ACTIVITY LIST:
- a) In the Muhammad Ali essay, where did the writer first see Ali?
- b) Continue the Muhammad Ali essay, starting after its final sentence.

GIVEN PASSAGE:
=== Section Start ===

What Millennials Should Learn From The Greatest

Muhammad Ali is The Greatest.

Everyone you ask in person or on the internet will say so.

Ali himself would tell you.

The internet is truly a beautiful thing sometimes when it gives us the ability to relive moments we could never be there for in the first place. From The Moon Landing, MLK’s ‘I Have a Dream’ speech, Miracle on Ice, Michael Jordan in general, etc. Among the great and terrible things you can find, Muhammad Ali’s classics are all there. From the infamous shot against Sonny Liston to ‘Rumble in the Jungle’ to Thrilla in Manila everyone that had never gotten the chance to meet the man with the fastest, hardest hitting physicality can watch it all.

Millennials, like myself, never had the ability to see Ali in person, heard on the radio or been anywhere close to those historical moments but luckily technology has caught us up on what we’ve missed. The first time I ever saw Muhammad Ali was on an old ESPN special going through famous sports moments. They showed Jordan’s rings, The Shot by Christian Laetner, The Drive, and of course a side by side of two most famous Ali fights. Boxing at the time was more relevant today but not relevant enough that it was drawing the attendance comparable to the NBA, NFL, or even the MLB. I was gawking though. Being the pacifist that I am and even more so as a boy, I was enamored by the fact that man could be so swift and powerful at the same time.

=== Section End ===

RECORDS SHOWN:
=== Section Start ===

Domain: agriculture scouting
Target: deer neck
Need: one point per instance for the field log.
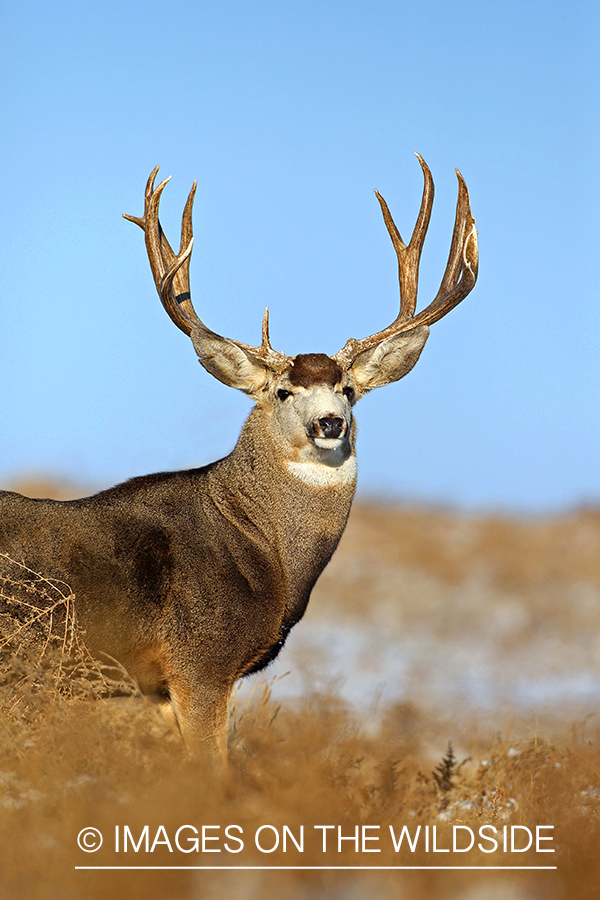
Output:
(297, 507)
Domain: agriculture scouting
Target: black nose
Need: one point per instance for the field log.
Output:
(331, 426)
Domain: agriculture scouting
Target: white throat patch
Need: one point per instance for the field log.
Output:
(321, 475)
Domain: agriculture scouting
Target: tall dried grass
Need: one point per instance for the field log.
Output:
(67, 763)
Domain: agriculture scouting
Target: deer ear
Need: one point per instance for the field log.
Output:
(231, 364)
(390, 360)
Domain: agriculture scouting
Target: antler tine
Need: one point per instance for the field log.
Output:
(171, 271)
(458, 280)
(410, 256)
(462, 267)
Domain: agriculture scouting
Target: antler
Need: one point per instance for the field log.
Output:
(171, 273)
(459, 278)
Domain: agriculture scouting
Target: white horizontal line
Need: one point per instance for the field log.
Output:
(320, 868)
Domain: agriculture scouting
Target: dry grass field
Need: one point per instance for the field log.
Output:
(445, 679)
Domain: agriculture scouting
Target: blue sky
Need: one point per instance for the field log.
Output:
(290, 114)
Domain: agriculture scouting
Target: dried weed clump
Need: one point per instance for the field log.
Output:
(80, 747)
(115, 766)
(41, 648)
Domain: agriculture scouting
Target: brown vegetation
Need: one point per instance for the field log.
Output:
(437, 578)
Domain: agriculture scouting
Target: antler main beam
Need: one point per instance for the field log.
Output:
(458, 280)
(171, 271)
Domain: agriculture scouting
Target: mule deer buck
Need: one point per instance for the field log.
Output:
(192, 579)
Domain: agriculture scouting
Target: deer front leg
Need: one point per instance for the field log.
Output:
(201, 712)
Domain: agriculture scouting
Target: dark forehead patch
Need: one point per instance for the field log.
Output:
(314, 368)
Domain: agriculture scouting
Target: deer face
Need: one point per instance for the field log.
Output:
(311, 405)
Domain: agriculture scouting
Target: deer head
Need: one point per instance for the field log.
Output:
(310, 396)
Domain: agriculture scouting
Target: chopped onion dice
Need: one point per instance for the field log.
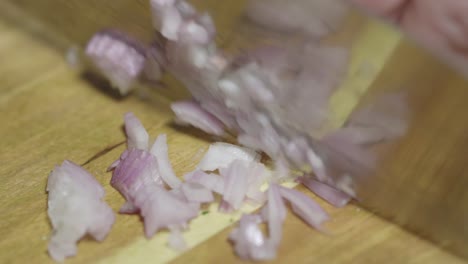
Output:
(137, 137)
(333, 196)
(309, 210)
(192, 113)
(208, 180)
(120, 58)
(75, 208)
(195, 192)
(159, 150)
(221, 155)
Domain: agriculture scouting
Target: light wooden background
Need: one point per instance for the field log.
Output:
(49, 113)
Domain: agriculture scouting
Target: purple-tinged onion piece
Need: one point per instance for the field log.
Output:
(306, 208)
(210, 181)
(335, 197)
(192, 113)
(160, 151)
(221, 155)
(118, 57)
(75, 208)
(137, 137)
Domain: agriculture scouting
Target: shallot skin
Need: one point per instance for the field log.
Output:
(75, 208)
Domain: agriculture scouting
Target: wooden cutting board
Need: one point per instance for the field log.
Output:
(50, 113)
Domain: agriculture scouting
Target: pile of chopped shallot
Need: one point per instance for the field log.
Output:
(271, 97)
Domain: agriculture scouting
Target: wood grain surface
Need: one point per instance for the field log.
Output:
(50, 113)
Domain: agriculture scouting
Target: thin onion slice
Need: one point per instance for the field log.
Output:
(160, 151)
(137, 137)
(75, 208)
(335, 197)
(306, 208)
(192, 113)
(221, 155)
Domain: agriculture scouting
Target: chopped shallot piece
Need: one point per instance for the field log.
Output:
(140, 175)
(208, 180)
(192, 113)
(176, 240)
(274, 213)
(335, 197)
(221, 155)
(120, 58)
(159, 150)
(195, 192)
(249, 241)
(306, 208)
(137, 137)
(235, 184)
(75, 208)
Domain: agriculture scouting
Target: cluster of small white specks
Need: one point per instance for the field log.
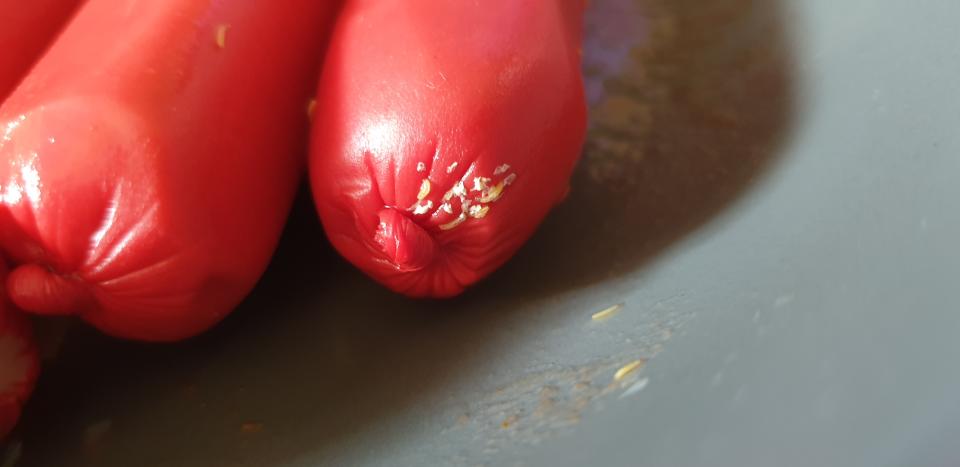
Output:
(471, 206)
(452, 224)
(458, 190)
(479, 211)
(479, 206)
(492, 193)
(11, 126)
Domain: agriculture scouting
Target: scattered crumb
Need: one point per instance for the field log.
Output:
(251, 428)
(221, 37)
(627, 369)
(607, 312)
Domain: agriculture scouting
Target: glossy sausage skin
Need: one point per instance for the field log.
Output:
(149, 160)
(445, 133)
(26, 29)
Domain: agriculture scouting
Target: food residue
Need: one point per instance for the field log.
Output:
(607, 312)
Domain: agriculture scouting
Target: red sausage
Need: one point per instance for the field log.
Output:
(19, 363)
(26, 29)
(446, 131)
(148, 161)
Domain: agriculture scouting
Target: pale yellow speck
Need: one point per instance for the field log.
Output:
(457, 190)
(607, 312)
(424, 190)
(478, 211)
(493, 193)
(420, 209)
(221, 36)
(480, 183)
(627, 369)
(452, 224)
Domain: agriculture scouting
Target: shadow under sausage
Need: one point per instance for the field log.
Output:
(691, 101)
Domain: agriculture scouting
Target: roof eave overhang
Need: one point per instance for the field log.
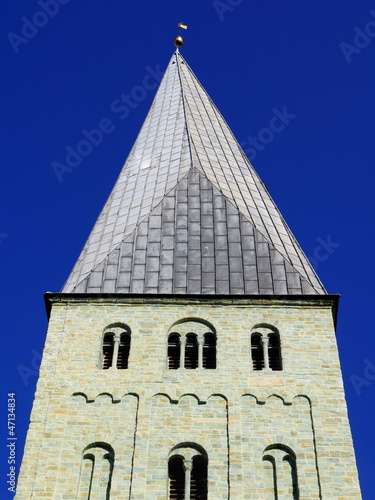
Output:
(325, 300)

=== Section End ===

RESULTS IN ORDER:
- a) On an old ESPN special that went through famous sports moments.

- b)
From that point onward, Muhammad Ali became another staple-named athlete that everyone knew as well as any common sense functions like knowing how to read a clock or involuntarily catching a falling object seen from peripherals. The general responses become bland and repetitive: “Muhammad Ali, man”, “I know! The Greatest. Fly like a butterfly and sting like a bee”. There’s no true emotional response to the phrase as much as the first time we have heard it.

It was not until I started to read Muhammad Ali’s conversations rather than watching it, that I truly realized what The Greatest had to offer for everyone. Ali’s words just outside a practice gym, at the Whitehouse, randomly on a street, or up at a podium rang true and with authentic execution as he never had a script. Ali always spoke from the heart which could be soft or land as hard as his haymakers.

All of his famous speeches for the most are available online and I believe they all contain lessons any one us can take especially Millennials that are just getting out of college in to the unknown, starting a family for the first time, adventuring on a new business idea or even just looking for something to help motivate.

For anyone living life, here are the things The Greatest has said that makes for great brain food.

On Friendship

“Friendship… is not something you learn in school. But if you haven’t learned the meaning of friendship, you really haven’t learned anything.”

Getting through the tough stuff

“I hated every minute of training, but I said, ‘Don’t quit. Suffer now and live the rest of your life as a champion.”
“He who is not courageous enough to take risks will accomplish nothing in life.”
“Only a man who knows what it is like to be defeated can reach down to the bottom of his soul and come up with the extra ounce of power it takes to win when the match is even.”


“I’ve made my share of mistakes along the way, but if I have changed even one life for the better, I haven’t lived in vain.”

Not Worrying About Time

“Age is whatever you think it is. You are as old as you think you are.”

Self Worth

“My only fault is that I don’t realize how great I really am.”
“I am an ordinary man who worked hard to develop the talent I was given. I believed in myself, and I believe in the goodness of others.”
“It’s lack of faith that makes people afraid of meeting challenges, and I believed in myself.”
“My principles are more important than the money or my title.”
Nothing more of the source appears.